EXERCISE PROMPT:
Quote the line containing "Q: For every instance of the second" and all lines that follow it in the listing below, exactly as written.
───── RECORDS ─────
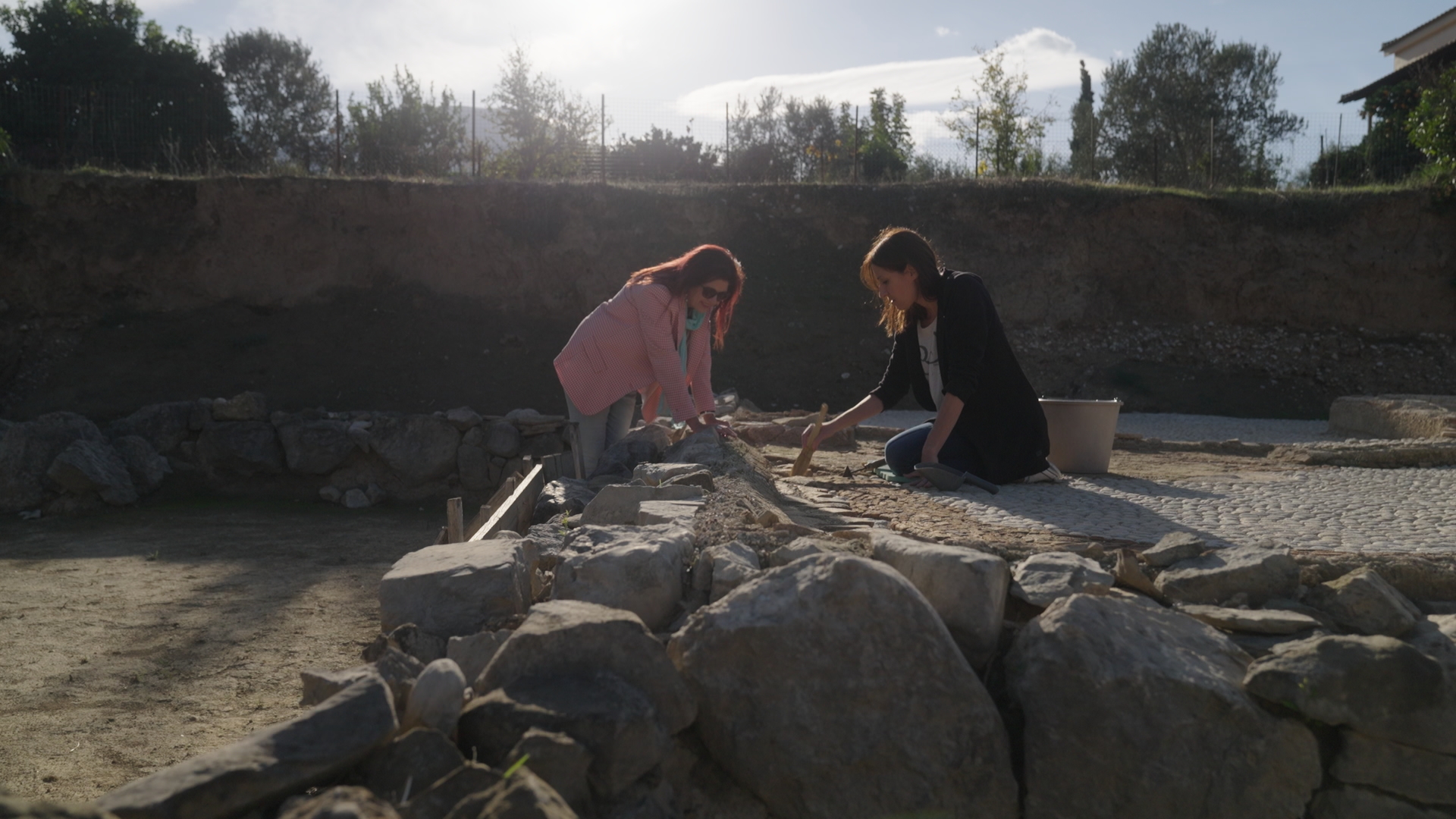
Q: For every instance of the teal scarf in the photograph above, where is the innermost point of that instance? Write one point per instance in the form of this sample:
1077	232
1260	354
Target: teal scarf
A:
695	321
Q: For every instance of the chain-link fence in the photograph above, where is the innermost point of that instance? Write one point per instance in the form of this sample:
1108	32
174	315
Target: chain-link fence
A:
162	130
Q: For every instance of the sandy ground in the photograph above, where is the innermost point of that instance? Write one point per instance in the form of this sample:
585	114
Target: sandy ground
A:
142	637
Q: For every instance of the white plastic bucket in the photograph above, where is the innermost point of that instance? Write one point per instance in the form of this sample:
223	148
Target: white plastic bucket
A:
1081	433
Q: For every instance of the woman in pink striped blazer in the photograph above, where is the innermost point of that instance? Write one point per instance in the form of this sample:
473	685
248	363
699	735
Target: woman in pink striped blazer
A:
651	338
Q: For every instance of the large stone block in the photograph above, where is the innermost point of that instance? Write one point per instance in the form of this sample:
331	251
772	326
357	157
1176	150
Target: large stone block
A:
577	639
456	589
1138	711
830	689
268	765
638	569
965	586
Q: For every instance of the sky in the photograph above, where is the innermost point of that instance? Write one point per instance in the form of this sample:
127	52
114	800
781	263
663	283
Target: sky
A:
670	60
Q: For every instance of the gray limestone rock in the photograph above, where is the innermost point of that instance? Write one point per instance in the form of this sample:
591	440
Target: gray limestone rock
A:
147	468
830	689
1047	576
1174	547
315	447
93	466
1138	711
579	639
1218	576
638	569
1397	768
965	586
456	589
1375	686
239	449
267	765
1366	604
417	447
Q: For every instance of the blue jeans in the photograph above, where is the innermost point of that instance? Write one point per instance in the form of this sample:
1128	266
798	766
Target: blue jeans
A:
903	452
596	433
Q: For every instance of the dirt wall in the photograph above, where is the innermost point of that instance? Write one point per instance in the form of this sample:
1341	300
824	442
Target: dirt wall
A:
411	295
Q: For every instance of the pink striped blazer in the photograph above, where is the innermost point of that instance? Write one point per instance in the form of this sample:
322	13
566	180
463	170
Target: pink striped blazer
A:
629	343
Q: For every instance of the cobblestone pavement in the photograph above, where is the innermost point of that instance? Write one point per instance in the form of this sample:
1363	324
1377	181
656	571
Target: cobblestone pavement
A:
1335	509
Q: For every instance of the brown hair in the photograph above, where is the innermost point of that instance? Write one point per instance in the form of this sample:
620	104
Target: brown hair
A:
897	248
695	268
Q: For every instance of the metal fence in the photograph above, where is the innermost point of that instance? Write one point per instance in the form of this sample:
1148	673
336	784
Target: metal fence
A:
139	129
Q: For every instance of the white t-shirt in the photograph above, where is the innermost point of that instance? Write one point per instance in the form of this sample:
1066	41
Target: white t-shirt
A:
930	362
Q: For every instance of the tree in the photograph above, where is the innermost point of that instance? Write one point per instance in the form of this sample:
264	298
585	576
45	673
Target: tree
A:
1084	130
1185	110
1433	126
887	153
996	123
403	131
542	129
93	82
280	96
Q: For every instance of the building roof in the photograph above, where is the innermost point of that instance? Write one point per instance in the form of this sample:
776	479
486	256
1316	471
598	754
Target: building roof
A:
1391	44
1433	61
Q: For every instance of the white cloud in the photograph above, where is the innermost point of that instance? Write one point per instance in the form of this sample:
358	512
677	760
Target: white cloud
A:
1049	58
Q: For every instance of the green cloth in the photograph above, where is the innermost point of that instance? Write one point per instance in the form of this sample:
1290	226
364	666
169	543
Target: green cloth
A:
695	321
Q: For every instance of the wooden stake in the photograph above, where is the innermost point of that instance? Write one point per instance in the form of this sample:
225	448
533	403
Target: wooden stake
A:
801	464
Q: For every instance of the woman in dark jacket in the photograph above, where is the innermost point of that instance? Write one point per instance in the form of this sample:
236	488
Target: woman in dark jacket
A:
951	352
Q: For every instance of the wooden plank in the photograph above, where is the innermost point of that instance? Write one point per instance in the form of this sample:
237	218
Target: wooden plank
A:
455	521
516	509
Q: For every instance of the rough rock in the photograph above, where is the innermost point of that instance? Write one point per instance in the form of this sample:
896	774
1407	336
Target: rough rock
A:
242	407
1365	602
239	447
658	512
642	445
341	802
463	419
27	450
723	569
437	800
473	653
93	466
164	426
419	758
655	474
436	698
1215	577
456	589
618	503
1047	576
638	569
147	468
315	447
830	689
563	496
577	639
267	765
1359	803
965	586
1253	621
1174	547
1133	710
613	720
558	760
1397	768
1375	686
417	447
503	439
522	796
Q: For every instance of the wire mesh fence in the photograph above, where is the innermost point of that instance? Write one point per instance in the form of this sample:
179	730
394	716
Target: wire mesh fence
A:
166	130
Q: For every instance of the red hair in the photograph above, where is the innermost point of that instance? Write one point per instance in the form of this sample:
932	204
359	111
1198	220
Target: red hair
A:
695	268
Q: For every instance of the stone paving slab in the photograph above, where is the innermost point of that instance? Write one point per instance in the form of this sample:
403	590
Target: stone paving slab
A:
1335	509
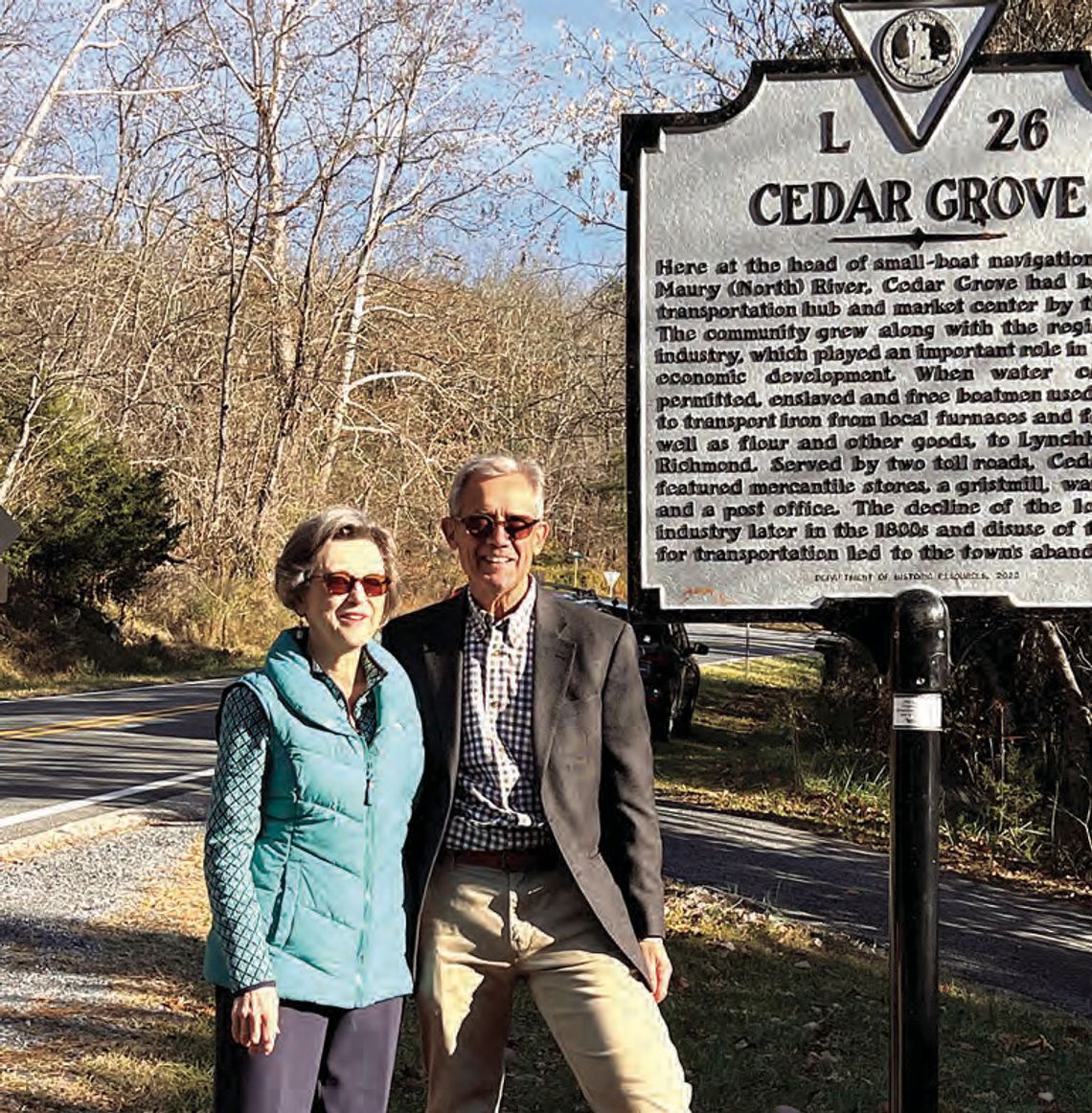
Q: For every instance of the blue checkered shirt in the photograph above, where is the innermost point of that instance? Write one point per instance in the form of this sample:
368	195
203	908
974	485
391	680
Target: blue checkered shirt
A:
498	802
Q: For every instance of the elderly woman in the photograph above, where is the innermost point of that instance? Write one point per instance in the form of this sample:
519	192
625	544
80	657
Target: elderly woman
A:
320	758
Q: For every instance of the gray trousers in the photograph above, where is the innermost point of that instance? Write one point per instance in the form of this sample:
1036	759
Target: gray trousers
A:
325	1060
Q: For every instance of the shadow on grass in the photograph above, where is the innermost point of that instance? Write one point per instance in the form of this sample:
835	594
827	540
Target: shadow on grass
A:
761	1011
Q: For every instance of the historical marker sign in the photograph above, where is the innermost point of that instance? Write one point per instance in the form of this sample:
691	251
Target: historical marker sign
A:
860	327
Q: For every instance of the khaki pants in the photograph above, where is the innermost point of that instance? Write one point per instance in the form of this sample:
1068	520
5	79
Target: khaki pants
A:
485	928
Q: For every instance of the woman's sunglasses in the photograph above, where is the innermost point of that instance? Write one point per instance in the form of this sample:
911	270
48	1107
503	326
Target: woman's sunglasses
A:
482	526
342	583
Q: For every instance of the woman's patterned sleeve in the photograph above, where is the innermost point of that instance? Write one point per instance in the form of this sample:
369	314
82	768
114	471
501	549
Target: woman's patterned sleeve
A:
234	820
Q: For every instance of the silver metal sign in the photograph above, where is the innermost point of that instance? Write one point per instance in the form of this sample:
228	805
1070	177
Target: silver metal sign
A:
860	328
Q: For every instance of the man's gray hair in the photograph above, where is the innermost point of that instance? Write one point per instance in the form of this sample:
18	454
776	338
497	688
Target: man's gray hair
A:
337	523
489	467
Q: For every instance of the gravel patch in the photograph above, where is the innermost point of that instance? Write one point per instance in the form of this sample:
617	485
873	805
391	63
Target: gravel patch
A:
48	904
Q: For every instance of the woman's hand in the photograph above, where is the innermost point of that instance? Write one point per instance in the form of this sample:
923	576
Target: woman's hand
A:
254	1019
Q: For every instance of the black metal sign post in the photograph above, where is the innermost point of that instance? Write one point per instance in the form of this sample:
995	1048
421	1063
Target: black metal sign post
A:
859	377
920	673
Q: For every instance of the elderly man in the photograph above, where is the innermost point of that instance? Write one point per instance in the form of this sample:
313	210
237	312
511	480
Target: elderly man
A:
535	851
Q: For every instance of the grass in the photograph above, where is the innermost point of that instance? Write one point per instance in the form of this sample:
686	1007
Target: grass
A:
762	746
750	753
82	674
763	1011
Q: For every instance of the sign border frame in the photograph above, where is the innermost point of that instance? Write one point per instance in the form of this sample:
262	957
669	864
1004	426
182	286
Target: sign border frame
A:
640	135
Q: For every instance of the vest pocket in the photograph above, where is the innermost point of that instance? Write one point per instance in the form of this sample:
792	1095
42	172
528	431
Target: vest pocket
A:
284	911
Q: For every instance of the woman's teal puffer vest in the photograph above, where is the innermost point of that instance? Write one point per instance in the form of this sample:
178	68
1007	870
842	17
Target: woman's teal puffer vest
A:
328	860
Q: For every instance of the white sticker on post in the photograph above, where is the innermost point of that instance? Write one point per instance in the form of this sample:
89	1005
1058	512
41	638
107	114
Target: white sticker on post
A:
919	713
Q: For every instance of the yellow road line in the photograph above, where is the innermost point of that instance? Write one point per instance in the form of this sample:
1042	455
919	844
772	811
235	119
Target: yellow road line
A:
102	721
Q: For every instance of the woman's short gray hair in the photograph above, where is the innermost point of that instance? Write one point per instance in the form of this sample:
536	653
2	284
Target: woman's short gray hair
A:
489	467
301	552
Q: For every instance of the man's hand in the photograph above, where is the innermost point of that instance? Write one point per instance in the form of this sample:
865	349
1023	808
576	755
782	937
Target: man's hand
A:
254	1019
658	966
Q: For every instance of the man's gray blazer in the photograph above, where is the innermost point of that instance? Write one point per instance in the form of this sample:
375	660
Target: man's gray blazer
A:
592	749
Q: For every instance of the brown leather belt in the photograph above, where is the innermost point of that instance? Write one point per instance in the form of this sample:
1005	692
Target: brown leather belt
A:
515	861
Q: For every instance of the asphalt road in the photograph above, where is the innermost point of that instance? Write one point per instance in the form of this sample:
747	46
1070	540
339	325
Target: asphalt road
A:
1036	946
71	757
730	643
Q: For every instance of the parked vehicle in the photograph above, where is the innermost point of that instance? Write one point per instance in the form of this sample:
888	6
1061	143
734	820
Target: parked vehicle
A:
671	674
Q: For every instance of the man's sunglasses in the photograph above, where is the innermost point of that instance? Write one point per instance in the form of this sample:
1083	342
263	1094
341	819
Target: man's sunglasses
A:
482	526
342	583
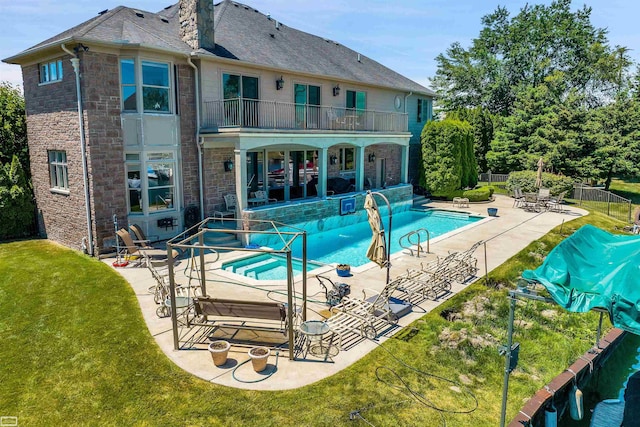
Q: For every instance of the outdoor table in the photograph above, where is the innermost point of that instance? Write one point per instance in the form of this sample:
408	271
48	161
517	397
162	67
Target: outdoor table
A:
314	332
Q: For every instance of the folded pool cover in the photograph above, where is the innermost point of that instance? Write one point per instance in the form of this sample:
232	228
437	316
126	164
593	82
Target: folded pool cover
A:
593	268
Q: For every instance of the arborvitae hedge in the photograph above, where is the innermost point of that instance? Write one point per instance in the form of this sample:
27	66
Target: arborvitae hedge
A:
448	156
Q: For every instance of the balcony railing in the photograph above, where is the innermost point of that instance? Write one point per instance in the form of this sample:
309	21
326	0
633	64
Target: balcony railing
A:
252	113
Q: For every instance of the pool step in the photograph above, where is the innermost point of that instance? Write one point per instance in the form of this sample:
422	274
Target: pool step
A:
256	269
245	266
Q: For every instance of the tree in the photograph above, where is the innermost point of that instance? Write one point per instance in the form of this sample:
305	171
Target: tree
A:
13	127
482	123
613	137
447	154
512	55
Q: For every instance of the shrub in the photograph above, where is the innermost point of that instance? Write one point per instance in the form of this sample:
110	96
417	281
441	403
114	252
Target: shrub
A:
16	201
526	180
447	156
481	194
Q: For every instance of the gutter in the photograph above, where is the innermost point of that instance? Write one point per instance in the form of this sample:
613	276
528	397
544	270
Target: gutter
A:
75	62
198	142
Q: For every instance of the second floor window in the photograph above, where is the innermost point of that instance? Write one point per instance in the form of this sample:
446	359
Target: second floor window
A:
51	71
154	85
356	100
58	173
425	110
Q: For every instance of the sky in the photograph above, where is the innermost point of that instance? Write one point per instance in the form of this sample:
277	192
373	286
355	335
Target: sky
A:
404	35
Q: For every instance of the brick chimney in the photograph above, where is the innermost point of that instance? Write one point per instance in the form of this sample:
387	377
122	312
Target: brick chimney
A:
196	23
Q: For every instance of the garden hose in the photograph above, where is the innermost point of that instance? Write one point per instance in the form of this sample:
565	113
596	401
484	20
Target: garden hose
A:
233	373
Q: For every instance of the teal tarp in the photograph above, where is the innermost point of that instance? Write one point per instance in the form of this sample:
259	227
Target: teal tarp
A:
595	269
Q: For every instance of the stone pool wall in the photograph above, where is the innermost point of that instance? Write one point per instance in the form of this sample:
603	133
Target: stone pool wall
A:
319	209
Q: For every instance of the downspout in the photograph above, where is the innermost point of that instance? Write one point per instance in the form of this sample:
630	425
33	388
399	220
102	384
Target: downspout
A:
198	143
405	103
75	62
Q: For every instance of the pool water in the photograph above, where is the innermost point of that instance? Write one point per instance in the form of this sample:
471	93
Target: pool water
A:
266	267
348	244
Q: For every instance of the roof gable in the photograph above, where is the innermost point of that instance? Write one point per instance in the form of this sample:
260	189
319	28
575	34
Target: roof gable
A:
241	33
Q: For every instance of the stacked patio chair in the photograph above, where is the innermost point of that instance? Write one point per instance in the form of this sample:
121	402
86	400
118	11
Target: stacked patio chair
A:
556	204
518	197
431	281
465	264
363	317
─────
ANSWER TO THIS PROBLEM:
Q: For every instance of the second floor window in the photograph above, where is the innermost point of that instance? Write one point per instance in the form of this sample:
446	359
Target: second floor window
A:
51	71
154	85
356	100
58	173
425	110
Q: For every instance of the sky in the photograph above, where is the innermost point of that instance? Write one point per instance in the form of this sample:
277	192
373	286
355	335
Target: sky
A:
404	35
Q: For every instance of the brick chimney in the photograph above, where is the innermost point of that instance? Write one point per instance in the form of this sample:
387	377
122	312
Target: brick chimney
A:
196	23
Q: For every instance of the garden hose in the photograph above, where is the innermost point of that instance? Write one point per instance in the form of this sample:
565	113
596	401
484	20
Target: garden hose
A:
233	373
Q: For every instance of the teal tarp in the photograph above, where is the innermost point of that instance? Write one point per instance in the form of this sample:
259	227
Target: teal tarp
A:
595	269
Q: For every instance of the stone pool wall in the photograph above, where is the innermost point of that instance? Write one point per instance in the form of this sample:
603	133
Target: stone pool wall
A:
319	209
Q: For every instance of the downspout in the photograph above, where is the innermost point of that instance? Write one point per instance in the form of this sample:
630	425
33	388
399	220
102	384
Target: downspout
A:
198	143
405	103
75	62
Q: For every instance of the pool water in the photograph above, where is the innermost point of that instance? Write one point per instance in the form of this sample:
471	93
Target: pool water
A:
266	267
348	244
Q: For every instance of the roof gable in the photograph above, where is the innermost point of that instance? Write one point per instance in the form of this sample:
260	189
319	28
575	34
Target: roof gable
A:
241	33
Q: For every instance of the stacked patio chair in the photograph above, where is the innermost point of that instance? Write one point per instance in the form of this sample:
121	402
86	400
118	11
Target: stacked patio chair
A:
556	204
518	197
431	281
465	264
363	317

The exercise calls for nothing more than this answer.